**Task brief:**
In the comment below about Getty and its debt, what reason does the writer give for why the debt exists? Answer in one to three sentences.

**Document:**

## Begin

The stock was over-valued in 2007 on the back of having risen unrealistically in the credit fuelled boom. That made it very difficult for them to operate as a company. Going private was surely the best thing. Many other companies were going private or buying back shares at the same time. And look how much money it has made for people since.

You talk about debt as if that were always a pejorative thing. It's no different from a mortgage. Others would simply call that corporate finance. Certainly I think there is a danger of over-exaggerating its importance - and ultimately the debt exists because the lenders believe in the company. And because Getty continues to do what it has always done - which is to make money. You always talk Getty down - but it's a valuable company run by bright people who obviously have a clear sense of their vision of image as commodity. Yes we might not love it in the same way as we could love some other stock agency. Though I love much of the very intelligent and creative work which people have been able to produce because Getty exists.

SS is a great company. But you definitely couldn't love that either. And TBH I believe that they were extremely lucky with their IPO. Perhaps there would have been a point after Facebook when they worried about going ahead with it. And they have been lucky since the IPO that stocks have continued to boom. FWIW I think that they remain desperately over exposed to the microstock subscription market. That seems like having nearly all of your eggs in one basket. And, lets face it, the investors haven't got much of a clue if Seeking Alpha is anything to go by.

## End

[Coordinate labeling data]
## Begin

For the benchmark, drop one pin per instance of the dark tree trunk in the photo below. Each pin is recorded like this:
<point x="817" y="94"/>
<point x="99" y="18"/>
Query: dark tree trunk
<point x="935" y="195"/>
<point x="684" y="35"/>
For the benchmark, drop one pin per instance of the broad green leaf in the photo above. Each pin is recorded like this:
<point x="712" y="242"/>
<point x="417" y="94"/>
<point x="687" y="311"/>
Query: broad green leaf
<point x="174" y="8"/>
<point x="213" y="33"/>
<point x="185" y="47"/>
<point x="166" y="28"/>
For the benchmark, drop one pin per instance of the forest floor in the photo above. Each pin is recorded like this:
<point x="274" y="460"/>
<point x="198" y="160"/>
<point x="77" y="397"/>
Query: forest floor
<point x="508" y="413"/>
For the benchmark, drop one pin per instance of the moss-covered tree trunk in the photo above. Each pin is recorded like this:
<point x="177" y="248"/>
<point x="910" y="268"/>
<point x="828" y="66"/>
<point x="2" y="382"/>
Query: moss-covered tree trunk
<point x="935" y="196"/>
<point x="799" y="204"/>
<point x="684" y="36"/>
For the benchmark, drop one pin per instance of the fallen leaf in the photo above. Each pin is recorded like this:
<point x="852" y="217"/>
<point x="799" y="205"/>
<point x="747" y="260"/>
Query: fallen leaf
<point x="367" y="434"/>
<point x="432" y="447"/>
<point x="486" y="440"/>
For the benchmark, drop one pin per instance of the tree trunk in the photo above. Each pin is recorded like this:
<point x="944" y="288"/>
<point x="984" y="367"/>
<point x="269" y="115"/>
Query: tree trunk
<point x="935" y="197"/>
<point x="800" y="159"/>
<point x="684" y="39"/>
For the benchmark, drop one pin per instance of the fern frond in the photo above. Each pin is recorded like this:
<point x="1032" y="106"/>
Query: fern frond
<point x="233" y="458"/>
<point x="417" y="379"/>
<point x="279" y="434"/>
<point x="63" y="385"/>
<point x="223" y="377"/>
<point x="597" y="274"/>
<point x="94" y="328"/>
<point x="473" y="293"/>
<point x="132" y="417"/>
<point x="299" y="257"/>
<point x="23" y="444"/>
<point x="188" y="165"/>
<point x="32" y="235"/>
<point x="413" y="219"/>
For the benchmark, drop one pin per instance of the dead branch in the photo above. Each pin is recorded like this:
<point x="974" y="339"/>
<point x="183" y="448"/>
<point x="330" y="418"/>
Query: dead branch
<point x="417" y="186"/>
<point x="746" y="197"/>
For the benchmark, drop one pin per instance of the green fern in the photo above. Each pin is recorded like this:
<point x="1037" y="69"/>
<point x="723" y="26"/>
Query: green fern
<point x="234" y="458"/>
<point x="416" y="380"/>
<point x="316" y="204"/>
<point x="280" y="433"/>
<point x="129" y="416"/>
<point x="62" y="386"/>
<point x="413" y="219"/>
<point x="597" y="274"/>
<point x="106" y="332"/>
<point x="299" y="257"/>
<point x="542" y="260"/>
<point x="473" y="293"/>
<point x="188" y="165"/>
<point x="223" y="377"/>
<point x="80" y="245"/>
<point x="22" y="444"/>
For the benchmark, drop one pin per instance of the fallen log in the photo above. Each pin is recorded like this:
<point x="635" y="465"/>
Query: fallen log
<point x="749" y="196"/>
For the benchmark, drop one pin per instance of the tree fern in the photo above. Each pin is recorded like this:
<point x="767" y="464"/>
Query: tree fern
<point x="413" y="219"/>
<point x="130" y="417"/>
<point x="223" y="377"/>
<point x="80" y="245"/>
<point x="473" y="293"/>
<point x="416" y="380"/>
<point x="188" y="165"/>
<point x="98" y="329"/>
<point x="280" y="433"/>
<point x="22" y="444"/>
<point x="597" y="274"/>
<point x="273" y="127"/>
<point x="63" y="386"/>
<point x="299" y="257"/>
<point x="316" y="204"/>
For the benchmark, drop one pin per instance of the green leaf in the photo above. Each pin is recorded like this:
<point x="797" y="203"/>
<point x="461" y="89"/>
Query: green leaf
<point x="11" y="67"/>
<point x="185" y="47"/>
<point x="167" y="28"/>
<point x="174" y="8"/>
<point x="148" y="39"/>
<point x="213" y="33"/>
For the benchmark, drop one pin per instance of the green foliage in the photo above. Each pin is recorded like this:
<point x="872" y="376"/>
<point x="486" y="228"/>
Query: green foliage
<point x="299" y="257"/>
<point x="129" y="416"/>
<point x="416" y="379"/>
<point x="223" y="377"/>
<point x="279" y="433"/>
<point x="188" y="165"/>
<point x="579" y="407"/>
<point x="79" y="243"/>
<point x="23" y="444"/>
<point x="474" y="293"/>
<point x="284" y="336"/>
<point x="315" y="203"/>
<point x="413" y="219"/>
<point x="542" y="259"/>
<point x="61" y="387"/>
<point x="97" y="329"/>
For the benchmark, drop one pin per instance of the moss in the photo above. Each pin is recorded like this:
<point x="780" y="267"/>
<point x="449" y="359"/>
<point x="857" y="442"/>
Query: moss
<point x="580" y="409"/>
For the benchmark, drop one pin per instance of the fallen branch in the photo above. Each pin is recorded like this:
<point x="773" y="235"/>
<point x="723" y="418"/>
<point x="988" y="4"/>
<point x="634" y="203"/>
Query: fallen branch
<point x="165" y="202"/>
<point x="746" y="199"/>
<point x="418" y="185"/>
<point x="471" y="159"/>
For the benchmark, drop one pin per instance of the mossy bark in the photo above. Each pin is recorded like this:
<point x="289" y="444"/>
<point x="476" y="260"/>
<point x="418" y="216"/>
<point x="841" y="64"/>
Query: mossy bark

## End

**Solution to this problem:**
The writer says the debt exists because the lenders believe in the company. It also exists because Getty keeps doing what it has always done, which is making money.